GOAL OF THE EXERCISE
Would you please repeat exactly the lines from the one containing "Practice. For this step, pick out the curved" to the end of the records, both included, and leave out the rest?

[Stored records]
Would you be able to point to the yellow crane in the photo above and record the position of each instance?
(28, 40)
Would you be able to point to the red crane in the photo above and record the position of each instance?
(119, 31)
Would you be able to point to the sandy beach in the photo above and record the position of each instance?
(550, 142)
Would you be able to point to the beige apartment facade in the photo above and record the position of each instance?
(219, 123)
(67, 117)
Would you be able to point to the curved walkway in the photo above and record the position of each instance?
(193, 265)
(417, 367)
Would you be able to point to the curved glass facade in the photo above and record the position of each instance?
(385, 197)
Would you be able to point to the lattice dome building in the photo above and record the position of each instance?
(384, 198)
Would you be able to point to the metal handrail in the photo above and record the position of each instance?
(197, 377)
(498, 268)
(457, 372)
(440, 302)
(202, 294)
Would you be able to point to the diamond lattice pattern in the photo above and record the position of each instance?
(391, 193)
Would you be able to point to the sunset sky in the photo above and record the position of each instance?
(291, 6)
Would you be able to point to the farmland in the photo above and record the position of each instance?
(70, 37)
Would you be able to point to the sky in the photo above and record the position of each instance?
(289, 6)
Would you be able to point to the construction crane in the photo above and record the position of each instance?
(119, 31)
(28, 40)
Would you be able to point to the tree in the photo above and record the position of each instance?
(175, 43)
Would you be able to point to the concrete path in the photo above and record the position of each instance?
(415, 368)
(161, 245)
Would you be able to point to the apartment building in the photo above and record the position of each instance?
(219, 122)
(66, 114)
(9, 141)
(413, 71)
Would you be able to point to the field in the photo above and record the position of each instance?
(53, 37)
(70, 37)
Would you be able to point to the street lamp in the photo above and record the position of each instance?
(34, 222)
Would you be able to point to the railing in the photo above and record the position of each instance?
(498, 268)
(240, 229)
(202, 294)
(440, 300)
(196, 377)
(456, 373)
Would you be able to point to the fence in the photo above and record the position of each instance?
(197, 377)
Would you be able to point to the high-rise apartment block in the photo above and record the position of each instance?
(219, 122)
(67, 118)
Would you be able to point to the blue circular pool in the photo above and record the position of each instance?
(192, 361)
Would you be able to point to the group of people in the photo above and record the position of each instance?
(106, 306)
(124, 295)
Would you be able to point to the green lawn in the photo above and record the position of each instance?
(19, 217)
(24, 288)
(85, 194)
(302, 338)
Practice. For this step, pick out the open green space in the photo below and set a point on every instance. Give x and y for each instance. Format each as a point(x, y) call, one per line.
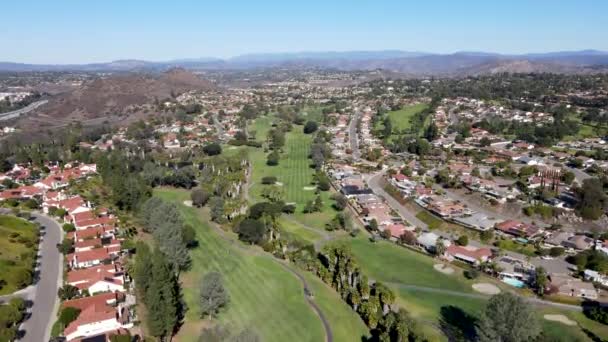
point(428, 218)
point(401, 119)
point(264, 295)
point(18, 244)
point(345, 323)
point(293, 173)
point(296, 230)
point(404, 270)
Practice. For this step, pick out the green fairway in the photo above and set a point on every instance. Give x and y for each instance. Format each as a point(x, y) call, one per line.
point(405, 270)
point(346, 324)
point(293, 173)
point(264, 295)
point(296, 229)
point(401, 119)
point(18, 243)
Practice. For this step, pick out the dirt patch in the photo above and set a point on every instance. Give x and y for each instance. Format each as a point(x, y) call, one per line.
point(560, 318)
point(443, 269)
point(486, 288)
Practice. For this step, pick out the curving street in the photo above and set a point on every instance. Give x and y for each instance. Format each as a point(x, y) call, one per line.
point(47, 279)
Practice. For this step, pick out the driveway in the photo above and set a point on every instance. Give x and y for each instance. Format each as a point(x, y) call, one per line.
point(47, 279)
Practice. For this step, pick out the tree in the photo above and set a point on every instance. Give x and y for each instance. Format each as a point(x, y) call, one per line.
point(323, 183)
point(432, 132)
point(216, 206)
point(408, 238)
point(541, 280)
point(68, 315)
point(462, 240)
point(310, 127)
point(189, 235)
point(252, 231)
point(273, 158)
point(340, 201)
point(213, 296)
point(199, 197)
point(373, 224)
point(68, 227)
point(440, 247)
point(388, 127)
point(568, 177)
point(269, 180)
point(485, 141)
point(162, 298)
point(556, 251)
point(508, 318)
point(67, 292)
point(212, 149)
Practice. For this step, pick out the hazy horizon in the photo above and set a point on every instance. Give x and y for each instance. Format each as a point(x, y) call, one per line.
point(42, 32)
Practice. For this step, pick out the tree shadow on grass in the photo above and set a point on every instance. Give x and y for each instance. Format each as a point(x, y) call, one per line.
point(457, 324)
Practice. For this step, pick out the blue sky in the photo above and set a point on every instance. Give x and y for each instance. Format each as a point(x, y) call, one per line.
point(83, 31)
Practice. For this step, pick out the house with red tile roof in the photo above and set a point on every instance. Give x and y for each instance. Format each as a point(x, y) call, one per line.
point(99, 314)
point(93, 232)
point(93, 222)
point(102, 278)
point(93, 257)
point(89, 244)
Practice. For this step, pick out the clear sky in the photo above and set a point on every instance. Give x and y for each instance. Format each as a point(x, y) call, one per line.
point(83, 31)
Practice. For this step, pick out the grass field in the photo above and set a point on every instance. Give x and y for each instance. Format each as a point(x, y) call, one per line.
point(293, 172)
point(264, 295)
point(402, 269)
point(400, 119)
point(18, 243)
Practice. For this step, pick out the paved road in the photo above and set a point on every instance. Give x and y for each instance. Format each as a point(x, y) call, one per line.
point(218, 126)
point(19, 112)
point(306, 289)
point(374, 184)
point(44, 292)
point(353, 136)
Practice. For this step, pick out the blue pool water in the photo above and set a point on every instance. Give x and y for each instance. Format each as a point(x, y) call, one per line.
point(514, 282)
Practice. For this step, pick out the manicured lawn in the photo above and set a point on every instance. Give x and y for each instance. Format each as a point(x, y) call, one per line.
point(264, 295)
point(298, 231)
point(18, 244)
point(293, 173)
point(401, 269)
point(346, 324)
point(400, 119)
point(390, 263)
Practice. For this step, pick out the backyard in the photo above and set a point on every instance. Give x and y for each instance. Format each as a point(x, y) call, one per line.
point(433, 297)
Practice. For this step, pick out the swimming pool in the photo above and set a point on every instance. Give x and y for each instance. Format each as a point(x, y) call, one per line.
point(514, 282)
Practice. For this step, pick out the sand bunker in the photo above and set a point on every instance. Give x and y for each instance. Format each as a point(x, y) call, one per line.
point(443, 268)
point(486, 288)
point(560, 318)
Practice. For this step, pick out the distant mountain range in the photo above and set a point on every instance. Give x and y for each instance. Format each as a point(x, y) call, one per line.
point(406, 62)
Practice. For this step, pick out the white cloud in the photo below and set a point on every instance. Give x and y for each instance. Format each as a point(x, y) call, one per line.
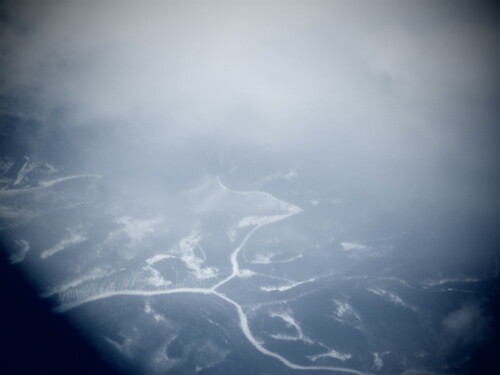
point(74, 237)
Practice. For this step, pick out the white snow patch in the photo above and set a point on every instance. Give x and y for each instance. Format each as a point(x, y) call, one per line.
point(187, 254)
point(137, 229)
point(390, 296)
point(20, 254)
point(332, 354)
point(262, 258)
point(75, 237)
point(158, 257)
point(287, 317)
point(347, 246)
point(289, 175)
point(96, 273)
point(155, 278)
point(245, 274)
point(285, 287)
point(378, 363)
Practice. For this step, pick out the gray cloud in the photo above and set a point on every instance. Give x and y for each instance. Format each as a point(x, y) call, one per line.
point(397, 90)
point(467, 324)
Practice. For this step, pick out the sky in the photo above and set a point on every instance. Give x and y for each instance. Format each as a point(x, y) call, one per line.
point(396, 91)
point(387, 106)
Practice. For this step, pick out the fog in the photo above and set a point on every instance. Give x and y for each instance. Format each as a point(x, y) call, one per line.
point(388, 111)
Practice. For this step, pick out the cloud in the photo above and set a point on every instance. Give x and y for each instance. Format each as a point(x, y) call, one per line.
point(467, 324)
point(386, 93)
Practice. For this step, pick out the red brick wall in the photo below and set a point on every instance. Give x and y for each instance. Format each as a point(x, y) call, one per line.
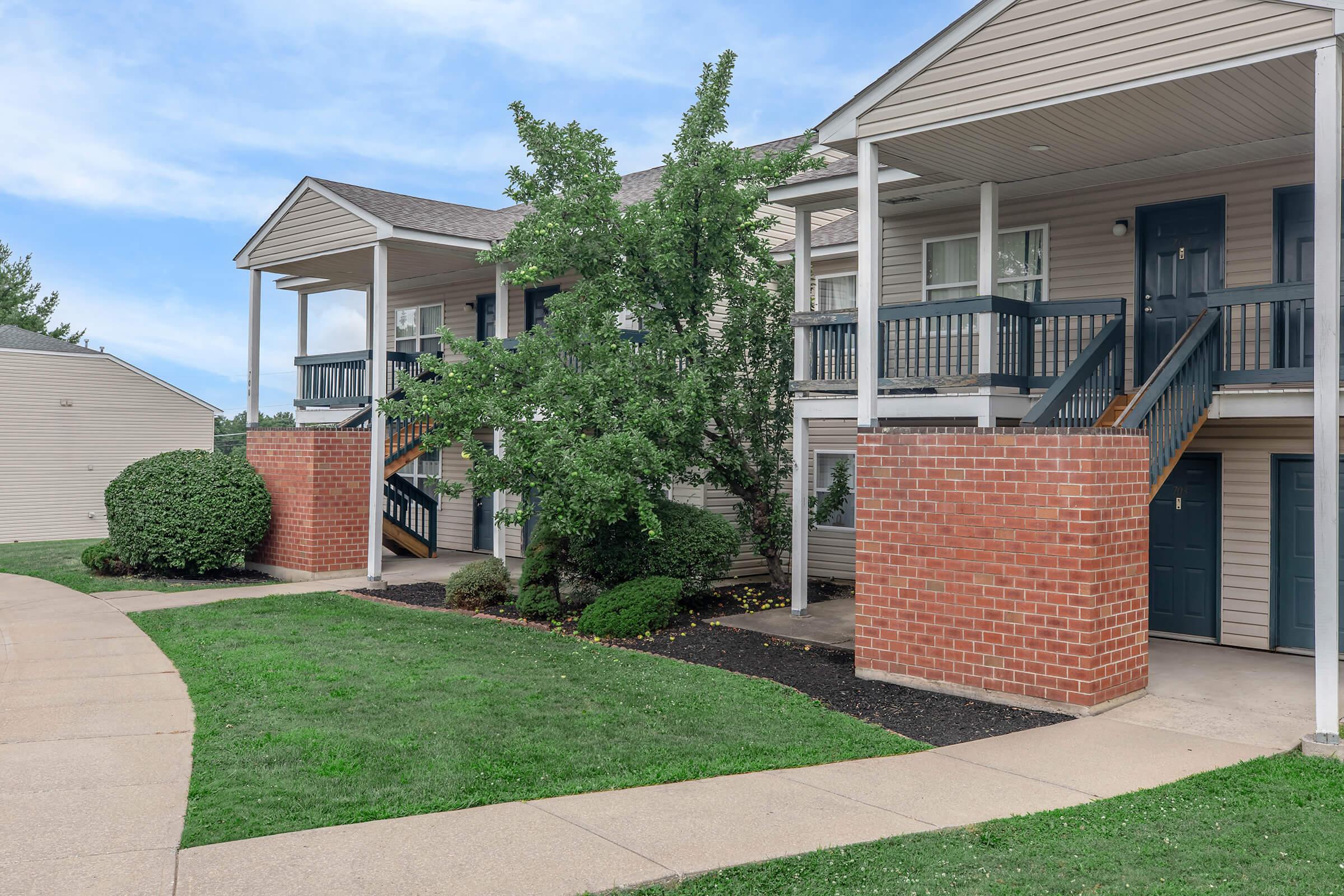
point(1009, 559)
point(319, 497)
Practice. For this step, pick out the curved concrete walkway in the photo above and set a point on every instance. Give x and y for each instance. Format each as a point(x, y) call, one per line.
point(95, 747)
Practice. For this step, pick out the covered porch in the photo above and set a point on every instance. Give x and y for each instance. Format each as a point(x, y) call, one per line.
point(416, 262)
point(1112, 314)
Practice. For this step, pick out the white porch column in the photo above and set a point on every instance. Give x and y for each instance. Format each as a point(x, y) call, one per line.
point(1327, 381)
point(869, 284)
point(301, 348)
point(799, 550)
point(502, 331)
point(253, 348)
point(987, 269)
point(801, 289)
point(377, 421)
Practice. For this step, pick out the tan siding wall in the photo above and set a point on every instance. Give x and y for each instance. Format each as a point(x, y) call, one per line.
point(1086, 261)
point(312, 225)
point(1247, 449)
point(55, 461)
point(1039, 50)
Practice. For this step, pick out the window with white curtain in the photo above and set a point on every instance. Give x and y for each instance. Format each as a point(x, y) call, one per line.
point(952, 265)
point(416, 329)
point(837, 292)
point(827, 461)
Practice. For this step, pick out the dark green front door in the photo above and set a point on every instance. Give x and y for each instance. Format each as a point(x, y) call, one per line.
point(1183, 551)
point(1295, 555)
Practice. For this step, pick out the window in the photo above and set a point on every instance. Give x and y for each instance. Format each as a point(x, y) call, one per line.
point(837, 292)
point(417, 329)
point(951, 265)
point(827, 461)
point(421, 470)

ANSWER SECTION
Practice. For this step, pick out the curved concrete walkway in the photo above and set a point on every instance. Give x and y for each instance. Format each as a point(x, y) call, one per line.
point(95, 747)
Practice. For this step, pick out the covered porch in the photo above and set a point on every instance. Give x and y for each instance. Format each as a point(x, y) call, one per line.
point(416, 262)
point(1112, 314)
Practice. For this step, pick out the white porch column in the photo above and set a point on every instance. Give x and y for each instance. Format each as a point(x, y) call, one per line.
point(1327, 381)
point(869, 284)
point(301, 348)
point(799, 550)
point(502, 331)
point(253, 348)
point(987, 269)
point(801, 289)
point(377, 421)
Practice. For this step, pick out the tan siding wall in the photo above and set a point on every instance. Give x and y for each instance. Format each as a point(x, y) call, one per line.
point(1086, 261)
point(312, 225)
point(1247, 449)
point(55, 461)
point(1039, 50)
Practice. For this step, pick out the window with white curtain in the photo above and set a point on every instance. Give x and y for each instance. Format each as a point(x, y) call, one per line.
point(952, 265)
point(416, 329)
point(837, 292)
point(827, 461)
Practice. For this step, pick out the dark green front door in the photo above and set a point on every instance. Give x and y for each instance. Format each as a point(x, y) call, one per line.
point(1183, 551)
point(1295, 555)
Practice. For this step, pick out the window in the photo above and set a point on every instance. Give x and y for each instance. Format each as a point(x, y) call, one per line.
point(837, 292)
point(417, 329)
point(951, 265)
point(827, 461)
point(421, 470)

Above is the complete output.